### WRITTEN TASK
Rewrite all of the data below with every "Reviewer note" changed to "Annotator note" and nothing else altered. Leave the pictures out of your answer.
# THE INPUT start
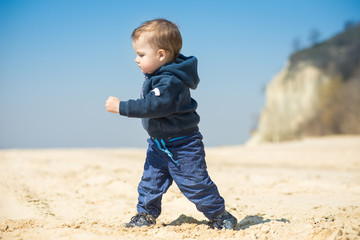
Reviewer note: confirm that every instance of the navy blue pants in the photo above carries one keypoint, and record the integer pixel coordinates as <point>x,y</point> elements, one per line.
<point>181,160</point>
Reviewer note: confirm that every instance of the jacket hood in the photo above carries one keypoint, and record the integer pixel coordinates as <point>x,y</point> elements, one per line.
<point>184,68</point>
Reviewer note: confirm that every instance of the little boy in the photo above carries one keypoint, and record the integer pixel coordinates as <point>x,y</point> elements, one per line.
<point>175,151</point>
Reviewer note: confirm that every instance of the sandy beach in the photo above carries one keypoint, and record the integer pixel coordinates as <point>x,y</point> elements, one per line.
<point>308,189</point>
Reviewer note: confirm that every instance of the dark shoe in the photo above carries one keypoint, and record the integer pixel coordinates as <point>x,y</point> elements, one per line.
<point>141,219</point>
<point>224,220</point>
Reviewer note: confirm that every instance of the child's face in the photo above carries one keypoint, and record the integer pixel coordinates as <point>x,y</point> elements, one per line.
<point>147,58</point>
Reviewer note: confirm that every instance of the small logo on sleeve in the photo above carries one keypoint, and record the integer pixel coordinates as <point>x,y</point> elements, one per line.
<point>156,91</point>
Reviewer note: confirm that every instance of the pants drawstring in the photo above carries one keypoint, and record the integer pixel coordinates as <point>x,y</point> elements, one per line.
<point>164,149</point>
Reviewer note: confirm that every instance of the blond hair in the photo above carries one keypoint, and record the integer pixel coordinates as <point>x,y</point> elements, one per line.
<point>163,34</point>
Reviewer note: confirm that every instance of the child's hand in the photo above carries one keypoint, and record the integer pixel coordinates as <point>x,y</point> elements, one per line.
<point>112,104</point>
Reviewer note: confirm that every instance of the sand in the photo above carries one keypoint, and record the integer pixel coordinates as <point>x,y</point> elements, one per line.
<point>308,189</point>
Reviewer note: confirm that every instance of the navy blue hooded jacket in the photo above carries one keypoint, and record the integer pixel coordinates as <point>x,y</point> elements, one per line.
<point>166,107</point>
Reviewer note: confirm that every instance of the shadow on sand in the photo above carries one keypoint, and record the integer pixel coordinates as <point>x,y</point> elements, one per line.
<point>245,223</point>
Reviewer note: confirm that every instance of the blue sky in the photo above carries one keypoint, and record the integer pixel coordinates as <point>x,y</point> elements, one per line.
<point>61,59</point>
# THE INPUT end
### TASK SOLUTION
Annotator note: confirm that every instance of the navy blue pants in the photo above carries one keypoint, and record the integer pixel coordinates as <point>x,y</point> elements, one per line.
<point>181,160</point>
Annotator note: confirm that every instance of the jacket hood in the photo above carries one keypoint, and record the integer pixel coordinates as <point>x,y</point> elements, one per line.
<point>184,68</point>
Annotator note: confirm that every instance of the little boy in the photo above carries one keypoint, and record the integer pixel coordinates as <point>x,y</point> elements, one per line.
<point>175,151</point>
Annotator note: confirm that every instance of the sandy beach in the photo above carries one keypoint, and record the integer pixel coordinates as <point>x,y</point> elements, one per line.
<point>308,189</point>
Annotator note: confirm that every instance of the dark shoe in the photo above carries one keypoint, and record the integer pixel coordinates as <point>x,y</point> elements, one per line.
<point>141,219</point>
<point>224,220</point>
Annotator note: confirm that every instance of the child's face in the photo above carries one keypoint, and record the integer pixel coordinates as <point>x,y</point> elements, one per line.
<point>147,58</point>
Annotator note: confirm that every instance of the small logo on sleeve in the photo above carries one keypoint, and record the integer pixel coordinates as <point>x,y</point> elements, one per line.
<point>156,91</point>
Annotator note: confirm that every instance of the pants drawstring in the photo above carries one keypoint, and record the integer pixel coordinates as <point>x,y</point> elements, one per line.
<point>164,149</point>
Annotator note: confirm that every instance of the blond hair in the photo above carries one keypoint, and record the integer pixel coordinates as <point>x,y</point> elements, one per line.
<point>163,34</point>
Annotator note: confirm that every instance of the child's hand in the photo above carries one keypoint, and record the integer pixel coordinates as <point>x,y</point> elements, one per line.
<point>112,104</point>
Annotator note: confirm that every instance of the sand in the photo above carries one keypoint, and record the integer pixel coordinates as <point>x,y</point> elements, one per line.
<point>308,189</point>
Annotator note: confirm that every instance of the navy blue hooded jacket in the photo above carries one keypoint, and record the integer pixel coordinates as <point>x,y</point> elements, one per line.
<point>166,107</point>
Annotator note: confirm that every instance of the shadow on sand in the photo above carries one keypoint, and record the integer pixel coordinates as <point>x,y</point> elements, one per line.
<point>245,223</point>
Annotator note: confirm that every instance of the blue sky in the photo above carries one keypoint, and record the integer pixel coordinates as <point>x,y</point> elements, one per line.
<point>61,59</point>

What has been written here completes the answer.